Records of labeled points:
------------------------------------

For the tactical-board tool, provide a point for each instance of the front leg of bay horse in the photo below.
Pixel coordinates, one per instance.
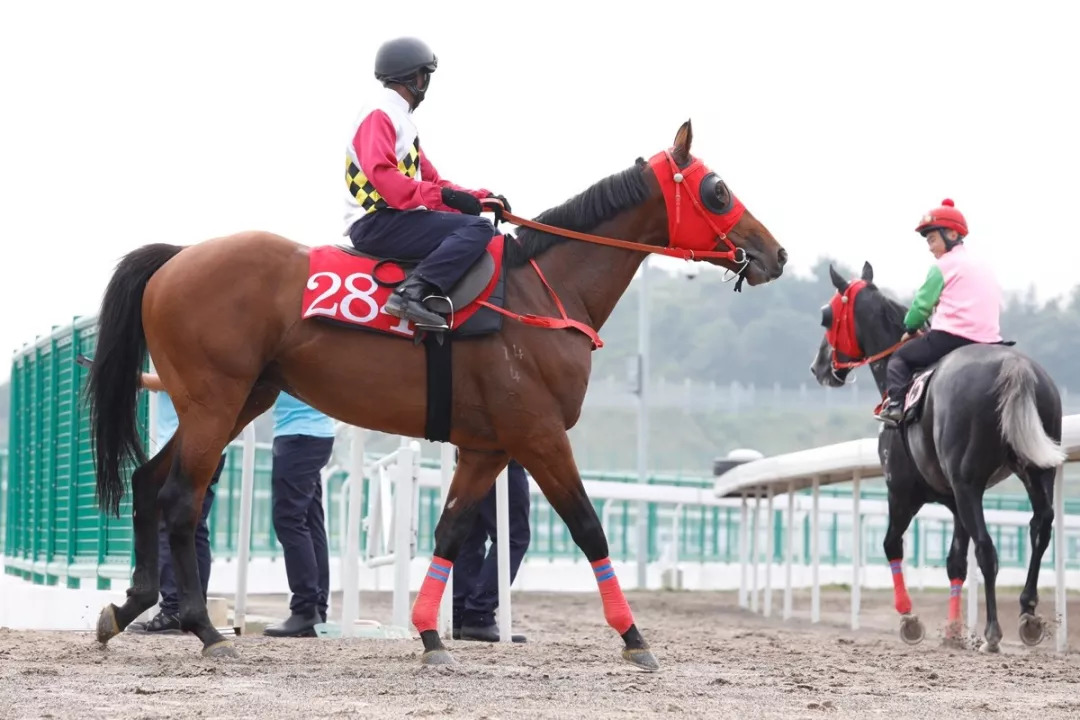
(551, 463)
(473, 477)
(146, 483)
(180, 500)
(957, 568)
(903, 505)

------------------------------------

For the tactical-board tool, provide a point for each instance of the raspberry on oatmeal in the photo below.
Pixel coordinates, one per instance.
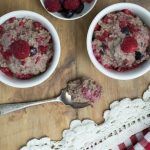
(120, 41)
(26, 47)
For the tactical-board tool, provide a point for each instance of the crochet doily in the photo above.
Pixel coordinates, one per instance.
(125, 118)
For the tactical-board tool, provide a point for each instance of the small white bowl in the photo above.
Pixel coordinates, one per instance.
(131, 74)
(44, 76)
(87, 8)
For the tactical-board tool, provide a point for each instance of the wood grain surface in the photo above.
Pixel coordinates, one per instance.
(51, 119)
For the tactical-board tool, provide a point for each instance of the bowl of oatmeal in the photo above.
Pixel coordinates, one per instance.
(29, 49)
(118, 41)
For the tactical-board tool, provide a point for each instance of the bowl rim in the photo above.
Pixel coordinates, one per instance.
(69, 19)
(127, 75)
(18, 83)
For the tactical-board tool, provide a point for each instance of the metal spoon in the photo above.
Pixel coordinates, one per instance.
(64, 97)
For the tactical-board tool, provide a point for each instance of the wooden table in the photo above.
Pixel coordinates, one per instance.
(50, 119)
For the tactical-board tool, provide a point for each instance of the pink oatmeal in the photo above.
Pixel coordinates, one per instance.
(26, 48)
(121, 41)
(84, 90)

------------------------------------

What you will do: Find each line in the entries above that contains the string "below", and copy those lines out. Case counts.

Full output:
For the tactical-board tool, provide a point for each instance of the front leg of bay horse in the photo below.
For the tactical-board tool, provide a point for each instance of the raspberry on oatmeal in the photo below.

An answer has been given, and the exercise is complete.